[Instruction] Give every line of the listing below as a numbered list, skipping blank lines and leaving out the pictures.

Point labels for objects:
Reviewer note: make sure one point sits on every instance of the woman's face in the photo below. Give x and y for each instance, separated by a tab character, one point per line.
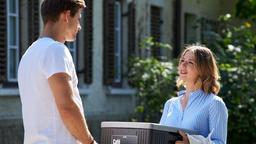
187	68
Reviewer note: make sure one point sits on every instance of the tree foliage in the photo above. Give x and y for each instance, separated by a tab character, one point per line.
235	48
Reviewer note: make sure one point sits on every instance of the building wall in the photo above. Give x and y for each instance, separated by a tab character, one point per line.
104	102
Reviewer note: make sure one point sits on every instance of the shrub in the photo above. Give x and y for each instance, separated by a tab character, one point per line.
154	81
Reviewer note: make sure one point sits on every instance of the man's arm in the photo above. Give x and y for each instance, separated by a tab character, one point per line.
61	86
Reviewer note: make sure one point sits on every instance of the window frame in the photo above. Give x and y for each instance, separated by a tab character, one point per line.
72	47
9	36
118	42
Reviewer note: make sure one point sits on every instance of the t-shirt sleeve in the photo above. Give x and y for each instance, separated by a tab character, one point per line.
57	59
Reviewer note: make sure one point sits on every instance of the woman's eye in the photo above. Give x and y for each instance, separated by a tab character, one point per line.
191	63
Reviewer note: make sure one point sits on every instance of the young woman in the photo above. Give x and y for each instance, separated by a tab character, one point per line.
198	107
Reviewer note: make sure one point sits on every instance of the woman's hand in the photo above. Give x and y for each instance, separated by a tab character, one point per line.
184	139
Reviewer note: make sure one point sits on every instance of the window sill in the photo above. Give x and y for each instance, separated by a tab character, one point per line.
9	92
120	91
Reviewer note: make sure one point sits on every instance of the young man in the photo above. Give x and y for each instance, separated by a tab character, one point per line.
51	105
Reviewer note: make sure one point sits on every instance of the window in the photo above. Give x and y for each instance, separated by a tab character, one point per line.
115	51
155	29
12	39
191	28
118	65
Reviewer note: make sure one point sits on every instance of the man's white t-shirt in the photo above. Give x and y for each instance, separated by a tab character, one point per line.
42	122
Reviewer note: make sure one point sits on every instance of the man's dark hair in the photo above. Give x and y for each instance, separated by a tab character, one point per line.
51	9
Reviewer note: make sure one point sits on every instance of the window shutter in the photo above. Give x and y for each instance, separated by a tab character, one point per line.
132	29
33	20
109	41
3	41
88	35
156	29
177	27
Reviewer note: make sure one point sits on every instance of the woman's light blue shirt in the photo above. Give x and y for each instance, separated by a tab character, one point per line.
204	113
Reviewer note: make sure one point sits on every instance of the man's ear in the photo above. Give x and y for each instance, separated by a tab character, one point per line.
65	15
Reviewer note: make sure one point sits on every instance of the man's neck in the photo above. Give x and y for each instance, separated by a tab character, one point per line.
52	30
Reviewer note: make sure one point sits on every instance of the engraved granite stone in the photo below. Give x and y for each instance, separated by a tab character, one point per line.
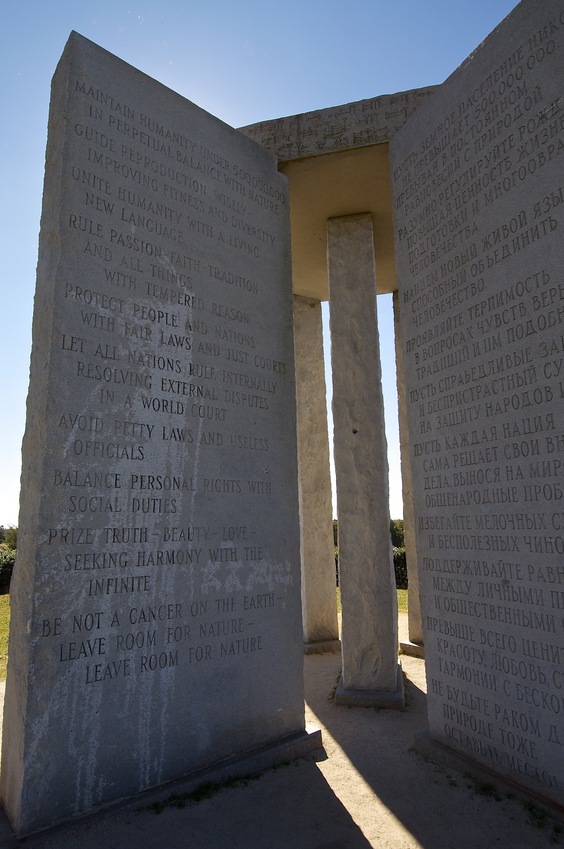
477	180
156	600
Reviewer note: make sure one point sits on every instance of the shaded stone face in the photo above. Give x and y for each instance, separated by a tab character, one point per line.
477	179
156	601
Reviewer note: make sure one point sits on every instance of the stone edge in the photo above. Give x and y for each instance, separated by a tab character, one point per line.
323	647
412	649
391	700
249	764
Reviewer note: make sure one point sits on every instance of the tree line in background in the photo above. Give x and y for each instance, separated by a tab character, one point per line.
8	545
398	550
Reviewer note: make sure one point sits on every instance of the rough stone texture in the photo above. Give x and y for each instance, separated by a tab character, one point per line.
319	602
478	205
369	624
156	600
358	124
414	603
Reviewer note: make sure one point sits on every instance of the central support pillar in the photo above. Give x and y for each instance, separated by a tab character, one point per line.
319	598
371	672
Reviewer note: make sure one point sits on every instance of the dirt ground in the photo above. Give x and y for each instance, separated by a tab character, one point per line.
366	788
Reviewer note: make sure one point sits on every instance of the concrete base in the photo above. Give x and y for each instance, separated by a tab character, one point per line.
431	750
392	700
412	649
323	647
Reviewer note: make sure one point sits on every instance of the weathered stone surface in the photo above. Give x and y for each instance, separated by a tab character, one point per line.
319	602
369	632
156	600
478	205
414	603
358	124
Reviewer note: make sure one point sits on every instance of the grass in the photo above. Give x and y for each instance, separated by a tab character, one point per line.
402	601
4	628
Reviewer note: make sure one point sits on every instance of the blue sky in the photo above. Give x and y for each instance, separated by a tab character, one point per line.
242	61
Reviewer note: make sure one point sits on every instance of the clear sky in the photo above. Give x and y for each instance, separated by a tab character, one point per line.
243	61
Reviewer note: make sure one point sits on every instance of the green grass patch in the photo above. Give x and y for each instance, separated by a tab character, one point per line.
4	629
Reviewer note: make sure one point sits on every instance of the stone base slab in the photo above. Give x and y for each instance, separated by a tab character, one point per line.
437	752
323	647
392	700
412	649
250	764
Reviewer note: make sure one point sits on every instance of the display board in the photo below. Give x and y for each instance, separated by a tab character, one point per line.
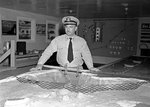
110	37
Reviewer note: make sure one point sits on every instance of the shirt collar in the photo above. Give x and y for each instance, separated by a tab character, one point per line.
68	37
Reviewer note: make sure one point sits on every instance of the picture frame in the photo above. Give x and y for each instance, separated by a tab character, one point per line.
41	29
25	29
9	28
52	29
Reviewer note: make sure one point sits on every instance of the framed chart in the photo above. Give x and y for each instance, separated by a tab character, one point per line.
51	30
8	27
25	29
41	29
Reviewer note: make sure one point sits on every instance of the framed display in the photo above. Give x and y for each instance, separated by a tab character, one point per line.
25	29
41	29
51	30
8	27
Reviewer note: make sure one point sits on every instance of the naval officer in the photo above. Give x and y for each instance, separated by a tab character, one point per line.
72	50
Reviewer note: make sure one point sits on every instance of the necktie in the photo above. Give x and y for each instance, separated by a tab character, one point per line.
70	51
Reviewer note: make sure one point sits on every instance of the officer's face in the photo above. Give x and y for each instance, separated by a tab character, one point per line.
70	29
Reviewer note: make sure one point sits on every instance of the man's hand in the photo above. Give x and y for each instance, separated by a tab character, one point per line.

[Output for this task]
1. Reviewer note: make sure one point sits on every instance of the woman's face in the photo below. Give x and y for each instance, separated by a tab character, one point per line.
2. 187	68
3. Reviewer note: make sure one point sits on every instance of the tree foliage in the photo above. Give x and y for each instance, separated by a tab character, one point per line.
4. 235	48
5. Reviewer note: make sure one point sits on every instance of the building wall in the photo above. Give x and y for each instance, separated by a tab character, one point per line.
6. 104	102
7. Reviewer note: make sure one point sits on every instance of the shrub in the photo above. Give x and y for each instance, separated by a tab character, one point per line.
8. 154	81
9. Reviewer note: make sure one point sits on every instance of the man's arm in the photo above. Give x and y for each instance, separated by a tab character, one point per line.
10. 61	86
11. Reviewer note: make sure one point sits on every instance of the window frame in the photo above. Give x and y for each instance, separated by a tab character, one point per line.
12. 72	47
13. 9	36
14. 118	42
15. Reviewer note: make sure one point sits on every instance of the t-shirt sleeve in the photo above. Give x and y for each instance, separated by a tab character, one point per line.
16. 57	59
17. Reviewer note: make sure one point sits on every instance of the woman's eye in the photo above. Give x and y for each instance, separated by a tab character, one point per line.
18. 191	63
19. Reviewer note: make sure one point sits on every instance of the young woman in the photo above. Give x and y for each instance, separated by a tab character, one point per line.
20. 198	107
21. Reviewer note: make sure one point sits on every instance of the woman's hand in the photo above. Give x and y for each instance, separated by a tab character, one point per line.
22. 184	139
23. Reviewer note: make sure one point sits on every instance of the window sill in the photo above. Give x and y for each instance, separated by a tab character, one point per line.
24. 9	92
25. 120	91
26. Reviewer note: make sure one point sits on every instance of the young man in the photo above. Give x and y for each instance, separated by a tab character, one point per line.
27. 51	105
28. Reviewer note: make sure one point sits on every instance of the window in the photo above. Give x and y for each instance, separated by a tab character, one point per line.
29. 115	51
30. 155	29
31. 12	39
32. 191	28
33. 118	65
34. Reviewer note: make sure one point sits on every instance of the man's white t-shirt in the photo above. Give x and y for each instance, separated by a tab character, one point per line.
35. 42	122
36. Reviewer note: make sure one point sits on every instance of the man's dark hair in the photo above. Give x and y for each instance, separated by a tab character, one point per line.
37. 51	9
38. Reviewer note: make sure one point sits on every instance of the window shutter in the photo above. Give x and y for each instance, separated by a tab character, one point per line.
39. 132	29
40. 33	20
41. 109	41
42. 3	41
43. 88	35
44. 156	29
45. 177	27
46. Reviewer note: make sure one point sits on every instance of the woman's light blue shirt in the photo above. Give x and y for each instance, separated by a tab character, one point per line.
47. 204	113
48. Reviewer note: make sure one point sits on every instance of the man's ear in the photo above. Give x and y for each instance, separated by a tab character, one point per line.
49. 65	15
50. Reviewer note: make sure one point sits on every instance of the man's neck in the photo above. Give x and y for each instance, separated by a tab character, one point per line.
51. 52	30
52. Reviewer note: make sure one point sits on every instance of the engraved granite stone in the photo below. Give x and y for each instance, separated by a tab character, one point per line.
53. 477	180
54. 156	600
55. Reviewer note: make sure one point sits on every instance of the shaded stone face in the photo above. Give x and y for each instance, separated by a tab character, one point per line.
56. 477	179
57. 156	601
58. Reviewer note: make sure one point sits on every instance of the stone edge in the photo above. Give x and y for each instance, separated by a tab character, one point per line.
59. 323	647
60. 412	649
61. 391	700
62. 249	764
63. Reviewer note: make sure one point sits on every instance of the tree line in background in the photo above. Give x and y for each instance, separated by a tab character, one point per line.
64. 8	545
65. 398	550
66. Reviewer note: make sure one point sits on every instance of the rough stone texture in the photo above. Give x and y for each instance, separated by a tab character, one point per line.
67. 319	602
68. 478	205
69. 369	624
70. 156	600
71. 358	124
72. 414	603
73. Reviewer note: make sure one point sits on every instance of the central support pillar in the photo above. Give x and y for each instance, separated by a tab character, one point per line.
74. 319	598
75. 371	672
76. Reviewer note: make sure one point sits on every instance of the dirt ground in the photo above. Give x and y for each instance, separated by a tab character, one point per line.
77. 366	788
78. Reviewer note: make sure one point sits on every instance of the concrete base in the photo above. Give x and y for each instance, separated by a tab character, one point per line.
79. 431	750
80. 392	700
81. 412	649
82. 323	647
83. Reviewer note: make sure one point sits on every instance of the weathered stone surface in the photo above. Give x and y for each instance, separated by a tab character, one point per line.
84. 319	602
85. 369	632
86. 156	600
87. 478	205
88. 414	603
89. 358	124
90. Reviewer note: make sure one point sits on every instance of the grass in the photo above. Give x and y for each instance, separated by a tab character, one point per line.
91. 402	601
92. 4	628
93. Reviewer note: make sure one point sits on every instance of the blue sky in the photo above. Give x and y for each instance, separated by a tab character, one point per line.
94. 242	61
95. Reviewer note: make sure one point sits on every instance of the clear sky in the photo above. Give x and y for each instance, separated by a tab character, one point per line.
96. 243	61
97. Reviewer note: make sure one point sits on every instance of the green grass patch in the photo above. Give x and y for each instance, separated by a tab character, one point per line.
98. 4	629
99. Reviewer note: make sure one point sits on every instance of the stone base slab in the photo above. Give x and y for each instance, separated by a tab character, one point per line.
100. 437	752
101. 323	647
102. 392	700
103. 412	649
104. 250	764
105. Reviewer note: make sure one point sits on every instance of the display board in the photo below. Give x and y for each instance, separated by a tab character, one point per line.
106. 110	37
107. Reviewer note: make sure one point sits on every instance of the shirt collar in the photo above. Give x and y for each instance, separated by a tab character, one point per line.
108. 68	37
109. Reviewer note: make sure one point sits on every instance of the picture frame in the photo above. Give x and y for each instance, separated by a tab character, one point per line.
110. 41	29
111. 25	29
112. 9	28
113. 52	29
114. Reviewer note: make sure one point sits on every instance of the framed chart in the photo above. Give x and y for each instance, separated by a tab character, one point per line.
115. 51	30
116. 8	27
117. 25	29
118. 41	29
119. Reviewer note: make sure one point sits on every instance of the framed display in the photo above. Give x and y for each instance, separated by a tab character, one point per line.
120. 25	29
121. 41	29
122. 51	30
123. 8	27
124. Reviewer note: make sure one point sits on every instance of the naval officer in the photo above. Give x and y for each instance, separated by a tab character, one point per line.
125. 72	50
126. Reviewer note: make sure one point sits on every instance of the necktie in the photo above. Give x and y for each instance, separated by a tab character, one point per line.
127. 70	51
128. Reviewer note: make sure one point sits on every instance of the officer's face in the photo above. Give x and y for each instance, separated by a tab character, one point per line.
129. 70	29
130. Reviewer note: make sure one point sits on every instance of the man's hand in the photo above. Give x and y for each instance, separated by a tab character, one point per line.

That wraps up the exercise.